WORK REQUEST:
Read the records and gather each line that includes "countertop".

(DATA FOR PROCESSING)

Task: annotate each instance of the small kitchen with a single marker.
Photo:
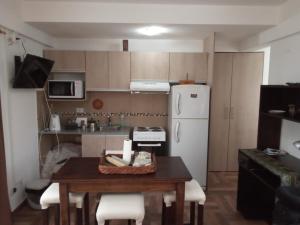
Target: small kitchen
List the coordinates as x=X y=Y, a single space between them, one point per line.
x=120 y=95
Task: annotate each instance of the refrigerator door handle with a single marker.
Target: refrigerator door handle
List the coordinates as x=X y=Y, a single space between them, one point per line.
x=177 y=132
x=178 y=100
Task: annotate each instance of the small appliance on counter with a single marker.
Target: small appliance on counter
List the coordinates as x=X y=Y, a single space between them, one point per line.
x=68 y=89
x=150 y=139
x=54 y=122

(End DATA FOR PROCESSING)
(DATA FOR PROCESSING)

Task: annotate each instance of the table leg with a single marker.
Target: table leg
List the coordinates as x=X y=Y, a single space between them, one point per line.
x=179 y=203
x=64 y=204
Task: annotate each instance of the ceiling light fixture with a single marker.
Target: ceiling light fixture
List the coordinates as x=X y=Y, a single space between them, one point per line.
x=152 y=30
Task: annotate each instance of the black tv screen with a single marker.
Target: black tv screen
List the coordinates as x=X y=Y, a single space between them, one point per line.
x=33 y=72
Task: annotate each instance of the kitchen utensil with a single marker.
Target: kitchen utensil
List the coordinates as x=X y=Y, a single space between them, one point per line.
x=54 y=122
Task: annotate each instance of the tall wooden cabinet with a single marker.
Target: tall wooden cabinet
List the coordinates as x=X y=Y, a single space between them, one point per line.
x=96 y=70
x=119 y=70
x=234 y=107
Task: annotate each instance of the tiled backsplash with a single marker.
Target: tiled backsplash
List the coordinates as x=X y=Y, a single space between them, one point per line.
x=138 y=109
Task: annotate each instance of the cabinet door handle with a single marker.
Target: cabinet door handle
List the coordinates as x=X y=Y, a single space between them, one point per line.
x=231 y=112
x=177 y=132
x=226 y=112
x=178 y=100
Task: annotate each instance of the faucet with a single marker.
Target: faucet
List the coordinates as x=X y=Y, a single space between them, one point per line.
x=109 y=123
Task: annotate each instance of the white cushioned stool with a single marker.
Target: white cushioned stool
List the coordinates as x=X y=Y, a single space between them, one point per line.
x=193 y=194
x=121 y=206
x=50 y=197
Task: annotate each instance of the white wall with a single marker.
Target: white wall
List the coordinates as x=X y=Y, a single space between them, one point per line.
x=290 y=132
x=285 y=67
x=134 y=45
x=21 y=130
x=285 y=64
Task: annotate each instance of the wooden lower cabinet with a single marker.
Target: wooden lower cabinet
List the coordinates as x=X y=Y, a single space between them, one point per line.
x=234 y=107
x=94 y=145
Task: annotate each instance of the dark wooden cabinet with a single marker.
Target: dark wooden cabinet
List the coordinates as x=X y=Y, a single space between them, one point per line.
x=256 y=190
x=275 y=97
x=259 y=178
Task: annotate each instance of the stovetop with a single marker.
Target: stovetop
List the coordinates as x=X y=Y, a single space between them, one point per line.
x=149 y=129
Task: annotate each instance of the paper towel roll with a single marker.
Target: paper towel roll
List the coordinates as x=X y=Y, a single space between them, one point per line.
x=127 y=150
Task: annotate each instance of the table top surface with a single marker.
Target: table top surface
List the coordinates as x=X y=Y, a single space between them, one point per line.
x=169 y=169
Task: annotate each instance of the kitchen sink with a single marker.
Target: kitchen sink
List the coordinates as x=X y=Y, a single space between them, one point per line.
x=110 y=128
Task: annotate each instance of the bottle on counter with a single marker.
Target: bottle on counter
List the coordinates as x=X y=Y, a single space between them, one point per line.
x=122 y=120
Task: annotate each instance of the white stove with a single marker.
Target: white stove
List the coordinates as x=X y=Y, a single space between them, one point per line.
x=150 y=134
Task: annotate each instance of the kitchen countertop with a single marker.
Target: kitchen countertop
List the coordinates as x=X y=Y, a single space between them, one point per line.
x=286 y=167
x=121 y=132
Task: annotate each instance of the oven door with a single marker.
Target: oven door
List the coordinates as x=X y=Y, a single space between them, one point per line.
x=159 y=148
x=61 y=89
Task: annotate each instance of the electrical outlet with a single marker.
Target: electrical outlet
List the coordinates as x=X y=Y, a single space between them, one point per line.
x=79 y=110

(End DATA FOR PROCESSING)

EXPECTED ANSWER:
Task: annotate each instance of the kitchen countertop with a single marker.
Target: kitchen countertop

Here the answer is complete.